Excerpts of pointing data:
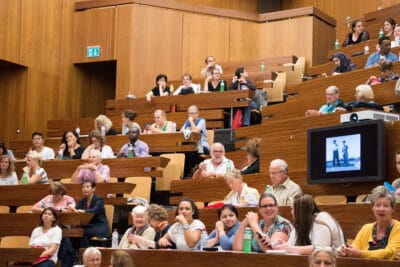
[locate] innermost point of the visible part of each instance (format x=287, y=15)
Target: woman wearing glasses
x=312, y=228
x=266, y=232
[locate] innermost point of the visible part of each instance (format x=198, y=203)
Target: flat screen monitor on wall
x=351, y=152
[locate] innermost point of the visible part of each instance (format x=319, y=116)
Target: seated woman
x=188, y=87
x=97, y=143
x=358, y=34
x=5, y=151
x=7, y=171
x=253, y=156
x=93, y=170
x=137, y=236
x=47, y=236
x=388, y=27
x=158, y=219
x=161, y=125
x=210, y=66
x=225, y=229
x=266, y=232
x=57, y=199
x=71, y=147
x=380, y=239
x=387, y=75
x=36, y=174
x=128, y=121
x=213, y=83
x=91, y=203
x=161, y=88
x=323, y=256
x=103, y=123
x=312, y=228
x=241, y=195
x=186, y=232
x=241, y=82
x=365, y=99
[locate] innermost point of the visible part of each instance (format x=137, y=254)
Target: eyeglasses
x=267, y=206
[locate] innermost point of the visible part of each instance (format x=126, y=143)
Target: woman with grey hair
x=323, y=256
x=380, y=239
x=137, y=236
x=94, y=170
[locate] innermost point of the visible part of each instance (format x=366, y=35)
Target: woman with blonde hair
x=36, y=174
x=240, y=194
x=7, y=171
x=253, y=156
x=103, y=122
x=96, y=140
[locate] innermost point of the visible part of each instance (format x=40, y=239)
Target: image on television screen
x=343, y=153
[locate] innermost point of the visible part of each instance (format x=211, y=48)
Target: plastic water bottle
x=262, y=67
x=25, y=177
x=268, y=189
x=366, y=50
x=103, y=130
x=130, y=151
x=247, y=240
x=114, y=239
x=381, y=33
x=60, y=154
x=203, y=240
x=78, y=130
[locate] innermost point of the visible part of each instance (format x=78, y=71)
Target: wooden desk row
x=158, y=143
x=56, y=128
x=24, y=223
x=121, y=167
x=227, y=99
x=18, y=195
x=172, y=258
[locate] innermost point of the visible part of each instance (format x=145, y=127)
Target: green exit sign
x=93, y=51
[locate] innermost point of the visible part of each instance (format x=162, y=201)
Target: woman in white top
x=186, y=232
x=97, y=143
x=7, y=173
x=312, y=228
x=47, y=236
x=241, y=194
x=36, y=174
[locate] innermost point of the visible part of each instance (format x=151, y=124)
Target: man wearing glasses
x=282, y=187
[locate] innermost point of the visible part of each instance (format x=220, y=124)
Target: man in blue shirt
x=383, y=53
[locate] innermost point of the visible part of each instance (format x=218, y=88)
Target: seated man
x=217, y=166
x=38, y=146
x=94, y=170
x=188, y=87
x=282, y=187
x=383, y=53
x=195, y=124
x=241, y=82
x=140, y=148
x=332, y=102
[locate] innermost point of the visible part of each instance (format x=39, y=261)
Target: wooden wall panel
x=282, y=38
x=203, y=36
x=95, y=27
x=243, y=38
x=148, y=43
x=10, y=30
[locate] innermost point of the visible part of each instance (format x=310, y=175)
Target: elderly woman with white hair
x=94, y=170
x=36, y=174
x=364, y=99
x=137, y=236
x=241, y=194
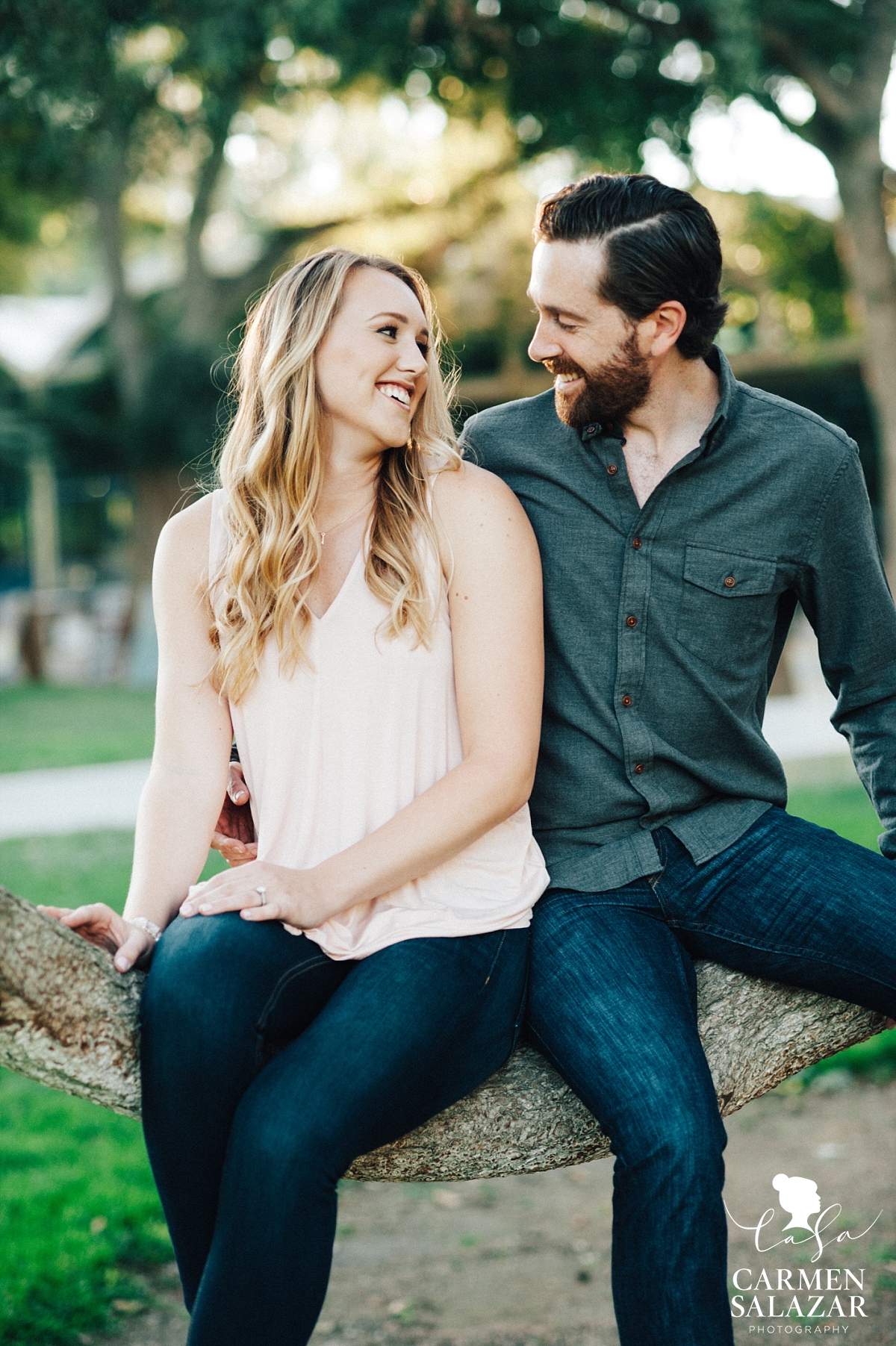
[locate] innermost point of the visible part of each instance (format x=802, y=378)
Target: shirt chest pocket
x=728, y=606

■ WRITTEN PROBLEM: Could you rewrite all of the material above with "grey" swapped for "gray" and everything else left as it is, omitting the pictures?

■ COMPLETE OUTPUT:
[locate] innermost point of the visible part of each instance (format x=287, y=15)
Target: woman wearing glasses
x=312, y=228
x=266, y=232
[locate] innermost point of the visible part of each instance (format x=198, y=203)
Target: flat screen monitor on wall
x=351, y=152
[locate] innermost point of the visible part of each instance (format x=319, y=116)
Target: seated woman
x=188, y=87
x=97, y=143
x=358, y=34
x=5, y=151
x=7, y=171
x=253, y=156
x=93, y=170
x=137, y=236
x=47, y=236
x=388, y=27
x=158, y=219
x=161, y=125
x=210, y=66
x=225, y=229
x=266, y=232
x=57, y=199
x=71, y=147
x=380, y=239
x=387, y=75
x=36, y=174
x=128, y=121
x=213, y=83
x=91, y=203
x=161, y=88
x=323, y=256
x=103, y=123
x=312, y=228
x=241, y=195
x=186, y=232
x=241, y=82
x=365, y=99
[locate] innermost point of the visible part of each instance (format x=137, y=254)
Target: eyeglasses
x=267, y=206
[locate] innermost point of the visible part of each instance (format x=126, y=143)
Target: woman with gray hair
x=323, y=256
x=380, y=239
x=137, y=236
x=94, y=170
[locate] innermost point of the visible part of each instance (format x=366, y=35)
Target: woman with blonde hair
x=36, y=174
x=240, y=194
x=7, y=171
x=253, y=156
x=103, y=122
x=96, y=140
[locate] innermost point of the visible part of each instance (format x=40, y=239)
Target: image on television screen
x=343, y=153
[locate] innermost point of the visible part of each instance (format x=211, y=48)
Target: plastic water bottle
x=262, y=67
x=25, y=177
x=268, y=189
x=366, y=50
x=103, y=130
x=130, y=151
x=247, y=240
x=114, y=239
x=381, y=33
x=60, y=154
x=203, y=240
x=78, y=130
[locate] innermost point of the visible part of each instance (format x=78, y=71)
Target: wooden desk row
x=158, y=143
x=56, y=128
x=24, y=223
x=121, y=167
x=227, y=99
x=18, y=195
x=172, y=258
[locate] innermost point of the visible part of each instance (format x=145, y=127)
Target: green exit sign
x=93, y=51
[locate] innermost point of the visible part of each instance (format x=162, y=201)
Target: woman in white top
x=186, y=232
x=97, y=143
x=7, y=173
x=312, y=228
x=47, y=236
x=241, y=194
x=36, y=174
[locate] innermost point of the visible part of each instance (format x=151, y=124)
Target: man wearing glasses
x=282, y=187
[locate] innermost point of the visible part of each instance (format x=220, y=124)
Target: man in blue shirt
x=383, y=53
[locate] innermost point of the visible part of each instance (format x=218, y=88)
Target: seated man
x=217, y=166
x=38, y=146
x=94, y=170
x=188, y=87
x=282, y=187
x=383, y=53
x=195, y=124
x=241, y=82
x=140, y=148
x=332, y=102
[locate] innermost point of the visible part of each instance (format x=39, y=261)
Target: wooden wall panel
x=282, y=38
x=203, y=36
x=95, y=27
x=243, y=38
x=148, y=43
x=10, y=30
[locate] innermost point of the visible part of each instance (format x=310, y=175)
Target: elderly woman with white hair
x=94, y=170
x=36, y=174
x=364, y=99
x=137, y=236
x=241, y=194
[locate] innermost point of the visible part of each instance (format x=802, y=378)
Target: shirt chest pocket
x=728, y=606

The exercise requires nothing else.